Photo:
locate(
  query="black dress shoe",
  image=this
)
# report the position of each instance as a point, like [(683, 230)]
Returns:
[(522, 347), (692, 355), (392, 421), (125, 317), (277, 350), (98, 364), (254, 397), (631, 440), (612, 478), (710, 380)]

□ □ □ □ □

**Requirements**: Render every line of the data above as a JSON array of strings, one string per line, and omit any blank lines.

**Exercise solution**:
[
  "Photo:",
  "locate(",
  "  query=\"black dress shoe\",",
  "  image=this",
  ")",
  "# report the position of each instance as a point, like [(683, 230)]",
  "Returns:",
  "[(522, 347), (692, 355), (392, 421), (125, 317), (277, 350), (98, 364), (254, 397), (631, 440), (612, 478), (710, 380)]"
]